- **Exercise task**: Reproduce every line of the rows below, requests included, multiplying each polygon coordinate in the answers by 2.4 and rounding it to the nearest whole number, with halves rounded up. Leave the pictures out of your answer.

-- start --

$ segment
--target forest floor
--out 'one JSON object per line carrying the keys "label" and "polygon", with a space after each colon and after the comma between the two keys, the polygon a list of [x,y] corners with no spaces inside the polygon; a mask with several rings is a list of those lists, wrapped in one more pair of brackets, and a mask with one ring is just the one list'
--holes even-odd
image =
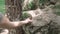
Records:
{"label": "forest floor", "polygon": [[5,0],[0,0],[0,12],[5,13]]}

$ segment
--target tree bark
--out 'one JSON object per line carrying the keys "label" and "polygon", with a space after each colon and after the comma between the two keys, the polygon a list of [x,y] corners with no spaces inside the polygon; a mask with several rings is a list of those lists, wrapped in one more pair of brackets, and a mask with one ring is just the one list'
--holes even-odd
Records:
{"label": "tree bark", "polygon": [[[22,15],[21,0],[5,0],[6,14],[11,21],[19,21]],[[22,27],[12,29],[14,30],[12,34],[23,34]],[[16,31],[15,31],[16,30]],[[11,33],[10,33],[11,34]]]}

-- end --

- **Task solution**:
$ segment
--target forest floor
--out 'one JSON object per line carrying the keys "label" and "polygon", with a space after each colon and after the comma between the two keys, the polygon a list of [x,y] corners with no spaces inside the polygon; a mask with several rings is a list of those lists, wrapped in one more pair of brackets, and a mask with one ring is just the one list'
--holes even-odd
image =
Records:
{"label": "forest floor", "polygon": [[12,0],[0,0],[0,29],[12,31]]}

$ segment
--target tree bark
--out 'one JSON object per line carrying the keys "label" and "polygon", with a space after each colon and after the comma between the two keys, the polygon a list of [x,y] corners with no spaces inside the polygon; a mask with several rings is a list of those lists, wrapped in one more pair of brackets, and a mask with one ring is just the one list'
--holes even-odd
Records:
{"label": "tree bark", "polygon": [[[53,36],[50,0],[12,0],[14,34],[26,50],[46,50]],[[53,65],[29,70],[34,72],[29,82],[55,82]],[[38,74],[36,74],[38,72]],[[26,79],[24,79],[26,82]]]}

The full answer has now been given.